┌──

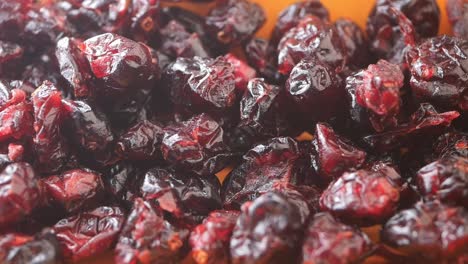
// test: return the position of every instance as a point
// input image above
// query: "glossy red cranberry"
(210, 240)
(430, 230)
(146, 237)
(268, 231)
(330, 241)
(19, 192)
(437, 72)
(89, 233)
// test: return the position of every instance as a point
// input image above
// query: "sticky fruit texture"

└──

Would you retype every line shown above exactly, leaving the pictures aside?

// test: return the position of every instance as a point
// input image above
// query: "glossy red cranberry"
(210, 240)
(430, 230)
(146, 237)
(268, 231)
(330, 241)
(19, 192)
(437, 72)
(89, 233)
// test: return the position of every instance as a point
// input image above
// query: "sticky fruit texture"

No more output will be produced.